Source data

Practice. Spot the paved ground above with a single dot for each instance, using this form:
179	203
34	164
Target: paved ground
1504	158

Task details
Verbatim reproduction of the entries is required.

The completed task
Practice. Spot the paved ground above with a single dot for each instance, using this form:
179	203
34	164
Target: paved ground
1504	158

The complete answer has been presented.